• **Brief**:
Transcribe all of the material below word for word and leave out its pictures.

• **Input material**:
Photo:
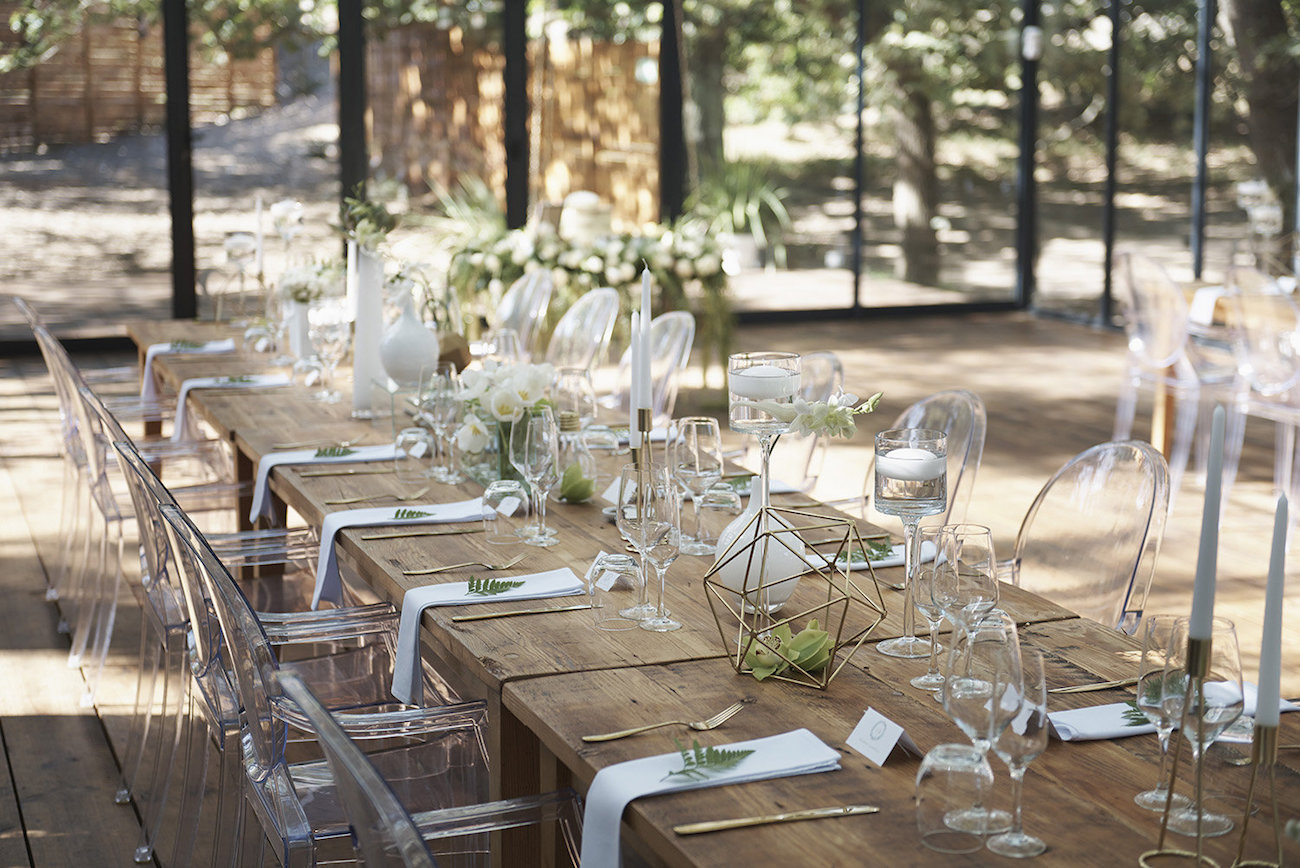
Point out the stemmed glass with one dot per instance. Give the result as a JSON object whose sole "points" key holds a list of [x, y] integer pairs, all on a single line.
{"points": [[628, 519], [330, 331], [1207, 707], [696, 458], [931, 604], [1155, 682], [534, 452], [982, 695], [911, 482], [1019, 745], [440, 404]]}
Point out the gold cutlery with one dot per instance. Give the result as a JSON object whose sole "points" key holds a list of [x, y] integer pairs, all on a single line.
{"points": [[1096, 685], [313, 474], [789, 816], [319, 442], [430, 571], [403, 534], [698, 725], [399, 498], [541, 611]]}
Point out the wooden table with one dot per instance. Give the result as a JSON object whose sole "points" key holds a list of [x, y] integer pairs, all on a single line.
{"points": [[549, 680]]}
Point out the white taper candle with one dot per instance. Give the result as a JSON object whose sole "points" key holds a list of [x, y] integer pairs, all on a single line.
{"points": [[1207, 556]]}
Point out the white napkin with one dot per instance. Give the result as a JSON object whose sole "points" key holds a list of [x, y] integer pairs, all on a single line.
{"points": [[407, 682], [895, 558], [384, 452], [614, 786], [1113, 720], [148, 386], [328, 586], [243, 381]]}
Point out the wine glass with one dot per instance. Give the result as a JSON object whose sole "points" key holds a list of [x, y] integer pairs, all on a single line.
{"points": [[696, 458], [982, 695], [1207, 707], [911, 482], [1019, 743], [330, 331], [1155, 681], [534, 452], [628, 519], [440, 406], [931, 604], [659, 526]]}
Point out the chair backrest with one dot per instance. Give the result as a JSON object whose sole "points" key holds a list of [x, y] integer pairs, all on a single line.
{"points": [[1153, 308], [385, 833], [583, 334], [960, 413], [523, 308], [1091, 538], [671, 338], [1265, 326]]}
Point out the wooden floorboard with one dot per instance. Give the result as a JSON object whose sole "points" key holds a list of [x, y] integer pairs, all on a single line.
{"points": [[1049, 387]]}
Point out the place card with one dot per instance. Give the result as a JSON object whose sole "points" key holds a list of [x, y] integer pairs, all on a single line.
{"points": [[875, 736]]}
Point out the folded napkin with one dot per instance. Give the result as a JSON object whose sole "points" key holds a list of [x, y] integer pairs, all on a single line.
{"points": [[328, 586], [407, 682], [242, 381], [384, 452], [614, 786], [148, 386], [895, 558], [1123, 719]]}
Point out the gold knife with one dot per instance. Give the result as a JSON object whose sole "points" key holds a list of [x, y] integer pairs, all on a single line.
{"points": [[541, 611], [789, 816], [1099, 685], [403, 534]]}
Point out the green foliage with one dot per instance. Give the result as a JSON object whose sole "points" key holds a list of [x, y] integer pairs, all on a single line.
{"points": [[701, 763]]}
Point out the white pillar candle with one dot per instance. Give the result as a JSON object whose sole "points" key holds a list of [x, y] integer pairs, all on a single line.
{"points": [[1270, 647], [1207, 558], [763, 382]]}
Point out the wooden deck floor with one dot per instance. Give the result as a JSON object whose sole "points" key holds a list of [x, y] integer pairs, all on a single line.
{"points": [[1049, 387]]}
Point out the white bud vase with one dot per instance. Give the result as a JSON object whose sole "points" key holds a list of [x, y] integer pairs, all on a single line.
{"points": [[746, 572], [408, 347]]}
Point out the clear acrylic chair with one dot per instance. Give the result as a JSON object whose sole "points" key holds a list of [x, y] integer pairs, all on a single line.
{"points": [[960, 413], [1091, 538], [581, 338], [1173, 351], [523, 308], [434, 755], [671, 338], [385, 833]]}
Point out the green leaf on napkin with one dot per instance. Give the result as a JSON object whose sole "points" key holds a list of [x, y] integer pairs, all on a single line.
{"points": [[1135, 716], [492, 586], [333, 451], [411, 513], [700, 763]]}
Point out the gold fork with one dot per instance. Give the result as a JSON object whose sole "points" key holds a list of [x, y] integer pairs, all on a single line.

• **Task result**:
Photo:
Point out the stemmed glass with one dot per instance. Give the result as a JSON object whose sole "points" key holds a list of [x, y] integer pairs, all on a single line.
{"points": [[628, 519], [330, 331], [1207, 707], [696, 458], [931, 604], [1155, 682], [534, 452], [982, 695], [911, 482], [1019, 745], [440, 404]]}
Point out the gold cutlery with one dot per instance. Give the result as a JSON object whose sole "points" key holds a list of [x, y] integer pairs, all on a single line.
{"points": [[1096, 685], [313, 474], [789, 816], [319, 442], [430, 571], [403, 534], [698, 725], [399, 498], [541, 611]]}
Point out the wooden table with one dot per instance. Give the result as a JSON object whose sole "points" key holds a list of [x, y] integer pairs, all on a single line.
{"points": [[549, 680]]}
Point out the white taper candle with one dot per instance. Give the result as a JSON object whose sole "points" key holds a list of [x, y] integer pairs, all on a single line.
{"points": [[1207, 556]]}
Point out the white napkin with one dot per instance. Give the result as a JSON object whose sole "points" key holds a list of [x, y] integer pairs, all on a single line.
{"points": [[407, 682], [895, 558], [384, 452], [614, 786], [1113, 720], [148, 386], [328, 586], [243, 381]]}
Point out the wine glass with one dot per instance. Give the result as a JSON object whose sole "points" key holds a list of [x, y] integer pairs, all on a single line.
{"points": [[696, 458], [982, 695], [1207, 707], [911, 482], [1019, 743], [330, 331], [1155, 681], [534, 452], [628, 519], [440, 406], [931, 604], [659, 526]]}
Point out the chair backrest with one dot per instance. Give the result as a JSON object whose sole "points" key holds a list of [x, y] integer pairs, all on a single line.
{"points": [[1153, 308], [385, 833], [583, 334], [960, 413], [523, 308], [1091, 538], [671, 338], [1265, 326]]}
Point out the wooden floorboard with one dot per instance. Give the result as a JSON object whose sole "points" key holds a list of [x, y] integer pairs, all on a single line.
{"points": [[1049, 387]]}
Point out the place card with one dot per instance. Give the result as a JSON object whose sole "points" key holds a list of [x, y] integer pairs, all on a single line.
{"points": [[875, 736]]}
Point out the folded napkin with one dot per instance. Give the result as a JSON object whose sole "points" key holds a list of [x, y] integer pairs, all on a single line.
{"points": [[328, 586], [407, 682], [242, 381], [384, 452], [614, 786], [148, 386], [895, 558], [1123, 719]]}
Point out the gold knife with one dot per instance. Give the result as a JSON object whose sole "points" key holds a list of [x, y] integer pairs, all on a single line.
{"points": [[541, 611], [789, 816], [1099, 685], [403, 534]]}
Point out the green foliage with one dot per instance. Give the result as a JSON object whose sole "points" key holds a list of [x, y] integer pairs, all on a single line.
{"points": [[701, 763]]}
Point out the white pillar candle with one dot per instance. Give the result as a JSON object whose sole "points" key holds a list of [x, y] integer pairs, all on a single line.
{"points": [[1270, 647], [1207, 558], [763, 382]]}
Point out the wooden deck floor with one dot per instance. Give the result as a JSON object whose sole "points" key holds a list of [x, y] integer pairs, all on a single line.
{"points": [[1049, 387]]}
Point out the white bud vase with one dot per instance. Give the result as a JSON object whose sole "points" key holds a list of [x, y] integer pairs, all on a single line.
{"points": [[746, 572], [408, 347]]}
Point out the clear acrylic chair with one dot per instance. Give the result as a JSON object whose sole "points" key holds a list of [x, y] integer pairs, all on a single line.
{"points": [[960, 413], [1091, 538], [581, 338], [1173, 351], [523, 308], [434, 755], [671, 338], [385, 833]]}
Point out the green leaf on napkin with one dot per instance. Give the result as a JSON object whose sole "points" key holds a list of [x, y] integer pairs, all on a single line.
{"points": [[1135, 716], [492, 586], [333, 451], [411, 513], [700, 763]]}
Point out the gold fork with one dot per instance. Give the result as a JSON object whose sole "points" key holds a list of [x, y] integer pairs, all on a single line.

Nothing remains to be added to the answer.